**Task statement:** Recast every line of the data below as a Markdown table with the columns "Row" and "Line", numbering the rows and leaving out blank lines.

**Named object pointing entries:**

◆ ◆ ◆ ◆ ◆

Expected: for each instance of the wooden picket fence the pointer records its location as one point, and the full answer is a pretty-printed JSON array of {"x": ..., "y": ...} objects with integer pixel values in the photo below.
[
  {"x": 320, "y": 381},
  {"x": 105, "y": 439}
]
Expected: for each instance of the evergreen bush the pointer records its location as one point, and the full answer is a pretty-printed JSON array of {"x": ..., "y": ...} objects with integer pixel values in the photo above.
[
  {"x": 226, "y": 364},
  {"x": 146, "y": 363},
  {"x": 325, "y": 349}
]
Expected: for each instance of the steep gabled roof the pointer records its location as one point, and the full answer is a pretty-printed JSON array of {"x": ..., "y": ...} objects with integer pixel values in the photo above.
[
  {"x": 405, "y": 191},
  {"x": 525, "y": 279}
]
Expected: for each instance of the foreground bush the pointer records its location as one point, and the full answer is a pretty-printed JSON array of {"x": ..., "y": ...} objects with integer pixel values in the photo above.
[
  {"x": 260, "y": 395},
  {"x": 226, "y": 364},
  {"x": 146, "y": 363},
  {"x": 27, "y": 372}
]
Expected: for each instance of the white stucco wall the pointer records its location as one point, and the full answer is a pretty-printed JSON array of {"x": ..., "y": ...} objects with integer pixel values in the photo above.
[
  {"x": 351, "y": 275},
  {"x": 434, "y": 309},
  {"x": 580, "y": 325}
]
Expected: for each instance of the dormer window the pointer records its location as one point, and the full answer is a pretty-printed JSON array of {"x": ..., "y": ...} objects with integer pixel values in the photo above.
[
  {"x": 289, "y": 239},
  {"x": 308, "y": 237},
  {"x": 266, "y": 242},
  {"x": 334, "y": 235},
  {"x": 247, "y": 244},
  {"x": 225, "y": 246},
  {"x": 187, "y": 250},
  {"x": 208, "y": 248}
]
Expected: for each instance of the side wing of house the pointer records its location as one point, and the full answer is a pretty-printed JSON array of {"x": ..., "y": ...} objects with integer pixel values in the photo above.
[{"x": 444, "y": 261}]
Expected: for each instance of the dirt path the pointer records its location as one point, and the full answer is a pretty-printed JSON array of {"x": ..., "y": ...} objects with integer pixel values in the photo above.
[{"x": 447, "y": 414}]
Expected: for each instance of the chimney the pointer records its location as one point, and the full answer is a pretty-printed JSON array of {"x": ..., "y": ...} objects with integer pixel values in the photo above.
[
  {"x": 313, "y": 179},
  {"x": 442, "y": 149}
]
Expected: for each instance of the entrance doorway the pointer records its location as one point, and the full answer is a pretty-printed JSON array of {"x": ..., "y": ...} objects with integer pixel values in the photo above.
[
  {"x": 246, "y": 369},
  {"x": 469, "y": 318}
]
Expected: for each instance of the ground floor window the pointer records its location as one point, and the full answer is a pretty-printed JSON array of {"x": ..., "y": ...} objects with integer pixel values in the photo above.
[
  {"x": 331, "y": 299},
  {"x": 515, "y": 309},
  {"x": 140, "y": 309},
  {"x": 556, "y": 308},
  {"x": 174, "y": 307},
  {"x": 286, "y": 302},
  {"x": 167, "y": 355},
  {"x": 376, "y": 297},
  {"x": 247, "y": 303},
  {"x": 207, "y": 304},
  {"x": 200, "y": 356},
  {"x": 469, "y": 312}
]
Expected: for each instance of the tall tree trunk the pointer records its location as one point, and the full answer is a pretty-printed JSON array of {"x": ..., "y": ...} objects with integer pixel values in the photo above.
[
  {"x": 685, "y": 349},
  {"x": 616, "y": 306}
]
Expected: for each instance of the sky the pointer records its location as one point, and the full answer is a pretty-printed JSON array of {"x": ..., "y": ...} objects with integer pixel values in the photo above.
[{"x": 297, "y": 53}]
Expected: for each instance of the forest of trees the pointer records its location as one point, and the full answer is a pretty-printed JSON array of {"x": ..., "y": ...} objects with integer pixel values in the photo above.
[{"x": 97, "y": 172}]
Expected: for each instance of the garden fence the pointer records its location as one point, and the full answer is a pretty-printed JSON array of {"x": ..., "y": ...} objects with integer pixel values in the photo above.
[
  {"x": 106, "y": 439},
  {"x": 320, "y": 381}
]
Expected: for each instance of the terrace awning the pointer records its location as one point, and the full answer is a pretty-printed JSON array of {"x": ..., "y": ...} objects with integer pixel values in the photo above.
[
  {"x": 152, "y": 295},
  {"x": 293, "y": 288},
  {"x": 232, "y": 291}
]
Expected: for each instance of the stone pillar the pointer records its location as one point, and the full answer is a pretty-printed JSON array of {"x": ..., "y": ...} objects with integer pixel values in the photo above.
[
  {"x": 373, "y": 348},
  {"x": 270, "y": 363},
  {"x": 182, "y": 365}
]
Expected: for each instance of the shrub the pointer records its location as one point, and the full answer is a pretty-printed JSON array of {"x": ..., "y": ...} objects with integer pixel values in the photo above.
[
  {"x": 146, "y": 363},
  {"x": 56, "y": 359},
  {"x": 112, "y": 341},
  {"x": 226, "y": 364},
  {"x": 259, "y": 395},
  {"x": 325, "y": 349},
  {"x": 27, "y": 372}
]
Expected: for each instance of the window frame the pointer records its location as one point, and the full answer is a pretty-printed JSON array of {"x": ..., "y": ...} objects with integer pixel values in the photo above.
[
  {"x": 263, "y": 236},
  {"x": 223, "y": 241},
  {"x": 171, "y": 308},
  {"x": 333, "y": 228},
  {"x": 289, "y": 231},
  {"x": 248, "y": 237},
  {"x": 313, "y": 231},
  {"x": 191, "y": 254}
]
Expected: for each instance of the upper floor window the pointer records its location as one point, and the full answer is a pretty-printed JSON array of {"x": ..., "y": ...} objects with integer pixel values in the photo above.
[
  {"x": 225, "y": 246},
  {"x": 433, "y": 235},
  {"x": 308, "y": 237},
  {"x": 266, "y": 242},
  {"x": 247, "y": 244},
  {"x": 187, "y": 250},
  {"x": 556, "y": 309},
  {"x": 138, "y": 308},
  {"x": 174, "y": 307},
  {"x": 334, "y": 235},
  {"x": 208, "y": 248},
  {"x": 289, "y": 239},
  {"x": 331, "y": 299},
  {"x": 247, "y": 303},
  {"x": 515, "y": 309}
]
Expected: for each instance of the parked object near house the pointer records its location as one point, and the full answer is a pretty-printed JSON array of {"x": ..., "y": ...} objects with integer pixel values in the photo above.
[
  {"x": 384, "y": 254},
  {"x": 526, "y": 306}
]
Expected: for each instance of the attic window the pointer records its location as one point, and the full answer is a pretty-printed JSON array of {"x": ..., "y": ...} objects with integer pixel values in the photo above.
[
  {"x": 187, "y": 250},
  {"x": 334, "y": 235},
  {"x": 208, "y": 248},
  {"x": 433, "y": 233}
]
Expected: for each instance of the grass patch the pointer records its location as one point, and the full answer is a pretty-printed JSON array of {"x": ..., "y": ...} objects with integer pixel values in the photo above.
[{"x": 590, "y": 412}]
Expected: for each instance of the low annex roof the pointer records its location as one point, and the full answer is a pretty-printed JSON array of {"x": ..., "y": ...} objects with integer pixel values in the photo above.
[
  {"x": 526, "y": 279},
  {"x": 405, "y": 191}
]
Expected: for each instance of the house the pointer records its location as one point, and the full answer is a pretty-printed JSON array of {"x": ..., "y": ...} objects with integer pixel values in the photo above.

◆ ◆ ◆ ◆ ◆

**Full output:**
| Row | Line |
|---|---|
| 1 | Expected: for each instance of the wooden picket fence the pointer records its location as one point, and the full answer is a pretty-printed JSON array of {"x": ..., "y": ...} objects with integer pixel values in the photo below. |
| 2 | [ |
| 3 |   {"x": 320, "y": 381}, |
| 4 |   {"x": 105, "y": 439} |
| 5 | ] |
| 6 | Expected: for each instance of the evergreen bush the pointer records its location as one point, and the full answer is a pretty-printed JSON array of {"x": ..., "y": ...} objects with integer pixel values in the photo above. |
| 7 | [ |
| 8 |   {"x": 226, "y": 364}, |
| 9 |   {"x": 146, "y": 363}, |
| 10 |   {"x": 325, "y": 349} |
| 11 | ] |
| 12 | Expected: for each instance of the steep gabled roof the pointer records its location as one point, and the full answer is a pretty-printed JSON array of {"x": ..., "y": ...} objects with integer pixel values in the photo above. |
| 13 | [ |
| 14 |   {"x": 405, "y": 191}, |
| 15 |   {"x": 525, "y": 279} |
| 16 | ] |
| 17 | Expected: for each instance of the foreground bush the pointer records its location as one point, and the full answer is a pretty-printed JSON array of {"x": ..., "y": ...} objects with integer pixel values in the photo above. |
| 18 | [ |
| 19 |   {"x": 260, "y": 395}, |
| 20 |   {"x": 226, "y": 364}, |
| 21 |   {"x": 146, "y": 363}, |
| 22 |   {"x": 27, "y": 372} |
| 23 | ] |
| 24 | Expected: for each instance of the white stucco wall the pointer records its location as one point, and the full answer is a pretty-printed JSON array of {"x": ..., "y": ...} objects with integer pixel values in the photo above. |
| 25 | [ |
| 26 |   {"x": 351, "y": 275}, |
| 27 |   {"x": 434, "y": 309}, |
| 28 |   {"x": 580, "y": 325} |
| 29 | ] |
| 30 | Expected: for each instance of the dormer window the pointer records its location as one point, and the full answer is a pretty-printed JSON array of {"x": ..., "y": ...} objects with integer pixel values in the photo above. |
| 31 | [ |
| 32 |   {"x": 289, "y": 239}, |
| 33 |   {"x": 308, "y": 237}, |
| 34 |   {"x": 266, "y": 242}, |
| 35 |   {"x": 334, "y": 235}, |
| 36 |   {"x": 247, "y": 244}, |
| 37 |   {"x": 225, "y": 246}, |
| 38 |   {"x": 187, "y": 250}, |
| 39 |   {"x": 208, "y": 248} |
| 40 | ] |
| 41 | Expected: for each instance of the side wing of house the pointer records its location as one point, and the full answer is a pretty-printed JSON array of {"x": ..., "y": ...} objects with integer pixel values in the photo above. |
| 42 | [{"x": 444, "y": 261}] |
| 43 | Expected: for each instance of the dirt path the pointer records its location as one point, and the full answer is a pretty-printed JSON array of {"x": ..., "y": ...} objects with integer pixel values in the photo above. |
| 44 | [{"x": 447, "y": 414}] |
| 45 | Expected: for each instance of the chimney the pointer records its location as one point, and the full answer is a pretty-printed JSON array of {"x": ..., "y": ...} objects with integer pixel values in the photo above. |
| 46 | [ |
| 47 |   {"x": 313, "y": 179}, |
| 48 |   {"x": 442, "y": 149} |
| 49 | ] |
| 50 | Expected: for each instance of the entrance doorway the pointer records its location as one point, and the full answer is a pretty-printed JSON array of {"x": ..., "y": ...} objects with integer pixel values in the photo above. |
| 51 | [ |
| 52 |   {"x": 246, "y": 369}, |
| 53 |   {"x": 469, "y": 318} |
| 54 | ] |
| 55 | Expected: for each instance of the ground floor window the pointer records its location as one point, and the full answer is a pretty-printed JSON array of {"x": ..., "y": ...} objects with integer pixel values in the photo above. |
| 56 | [ |
| 57 |   {"x": 331, "y": 299}, |
| 58 |   {"x": 515, "y": 309}, |
| 59 |   {"x": 140, "y": 309}, |
| 60 |   {"x": 556, "y": 308}, |
| 61 |   {"x": 174, "y": 307}, |
| 62 |   {"x": 286, "y": 302}, |
| 63 |   {"x": 167, "y": 355}, |
| 64 |   {"x": 376, "y": 297}, |
| 65 |   {"x": 247, "y": 303}, |
| 66 |   {"x": 207, "y": 304}, |
| 67 |   {"x": 200, "y": 356}, |
| 68 |   {"x": 469, "y": 312} |
| 69 | ] |
| 70 | Expected: for each instance of the tall tree trunk the pointer records its location as one point, and the full answer is a pretty-printed JSON array of {"x": ..., "y": ...} objects with integer pixel values in the photo above. |
| 71 | [ |
| 72 |   {"x": 685, "y": 349}, |
| 73 |   {"x": 616, "y": 306} |
| 74 | ] |
| 75 | Expected: for each instance of the sky the pointer records its location as one point, and the full answer is a pretty-printed JSON array of {"x": ..., "y": ...} objects with integer pixel values in the photo above. |
| 76 | [{"x": 297, "y": 53}] |
| 77 | Expected: for each instance of the forest of trees the pointer records its location as one point, and the full answer is a pretty-printed JSON array of {"x": ..., "y": ...} objects with integer pixel values in the photo above. |
| 78 | [{"x": 97, "y": 172}] |
| 79 | Expected: for each instance of the garden fence the pointer records its location as one point, and the full answer is a pretty-printed JSON array of {"x": ..., "y": ...} objects with integer pixel values in the photo above. |
| 80 | [ |
| 81 |   {"x": 106, "y": 439}, |
| 82 |   {"x": 320, "y": 381} |
| 83 | ] |
| 84 | Expected: for each instance of the terrace awning the pointer records its location as one point, and the full answer is a pretty-printed JSON array of {"x": ..., "y": ...} objects with integer pixel values in the photo above. |
| 85 | [ |
| 86 |   {"x": 152, "y": 295}, |
| 87 |   {"x": 293, "y": 288}, |
| 88 |   {"x": 232, "y": 291} |
| 89 | ] |
| 90 | Expected: for each instance of the stone pillar the pointer records its location as one point, and the full answer is a pretty-printed JSON array of {"x": ..., "y": ...} objects with integer pixel values in the photo above. |
| 91 | [ |
| 92 |   {"x": 373, "y": 348}, |
| 93 |   {"x": 270, "y": 363}, |
| 94 |   {"x": 182, "y": 365} |
| 95 | ] |
| 96 | Expected: for each instance of the shrub the pointer records its location as one point, and the full answer is a pretty-printed JSON array of {"x": ..., "y": ...} objects with integer pixel values in the photo above. |
| 97 | [ |
| 98 |   {"x": 146, "y": 363}, |
| 99 |   {"x": 56, "y": 359}, |
| 100 |   {"x": 112, "y": 341}, |
| 101 |   {"x": 226, "y": 364}, |
| 102 |   {"x": 259, "y": 395}, |
| 103 |   {"x": 325, "y": 349}, |
| 104 |   {"x": 27, "y": 372} |
| 105 | ] |
| 106 | Expected: for each instance of the window frame the pointer records its location as one point, and the full answer is a pretty-printed JSON array of {"x": ..., "y": ...} objects with integer pixel values in the photo above. |
| 107 | [ |
| 108 |   {"x": 263, "y": 236}, |
| 109 |   {"x": 223, "y": 241}, |
| 110 |   {"x": 171, "y": 308}, |
| 111 |   {"x": 333, "y": 228}, |
| 112 |   {"x": 289, "y": 231}, |
| 113 |   {"x": 248, "y": 237}, |
| 114 |   {"x": 313, "y": 231}, |
| 115 |   {"x": 191, "y": 254} |
| 116 | ] |
| 117 | Expected: for each instance of the upper floor window the pointer records its location as one point, and the full answer is a pretty-printed JSON array of {"x": ..., "y": ...} objects with integer pixel values in the photo above. |
| 118 | [ |
| 119 |   {"x": 225, "y": 246}, |
| 120 |   {"x": 433, "y": 235}, |
| 121 |   {"x": 308, "y": 237}, |
| 122 |   {"x": 266, "y": 242}, |
| 123 |   {"x": 247, "y": 244}, |
| 124 |   {"x": 187, "y": 250}, |
| 125 |   {"x": 556, "y": 309}, |
| 126 |   {"x": 138, "y": 308}, |
| 127 |   {"x": 174, "y": 307}, |
| 128 |   {"x": 334, "y": 235}, |
| 129 |   {"x": 208, "y": 248}, |
| 130 |   {"x": 289, "y": 239}, |
| 131 |   {"x": 331, "y": 299}, |
| 132 |   {"x": 247, "y": 303}, |
| 133 |   {"x": 515, "y": 309} |
| 134 | ] |
| 135 | Expected: for each instance of the parked object near house the pointer records its location as one point, and the full answer is a pretty-printed JSON array of {"x": ..., "y": ...} objects with integer pixel values in the photo above. |
| 136 | [ |
| 137 |   {"x": 384, "y": 254}, |
| 138 |   {"x": 526, "y": 306} |
| 139 | ] |
| 140 | Expected: for each instance of the attic window the pointer records its location as one point, and the full answer is a pretty-printed JSON array of {"x": ..., "y": ...} objects with integer pixel values in the photo above. |
| 141 | [ |
| 142 |   {"x": 187, "y": 250}, |
| 143 |   {"x": 334, "y": 235}, |
| 144 |   {"x": 208, "y": 248}, |
| 145 |   {"x": 433, "y": 233} |
| 146 | ] |
| 147 | Expected: for each instance of the grass patch the pointer records its location as one point, and the full answer is a pretty-printed JSON array of {"x": ..., "y": ...} objects with integer pixel values in the photo above. |
| 148 | [{"x": 590, "y": 412}] |
| 149 | Expected: for each instance of the low annex roof the pointer records its location as one point, and the full answer is a pretty-printed JSON array of {"x": ..., "y": ...} objects with integer pixel values in the photo above. |
| 150 | [ |
| 151 |   {"x": 526, "y": 279}, |
| 152 |   {"x": 405, "y": 191} |
| 153 | ] |
| 154 | Expected: for each instance of the house the pointer records its location as one point, and the full answer is a pretty-printed JSON array of {"x": ..., "y": ...} objects with integer pixel values in the photo above. |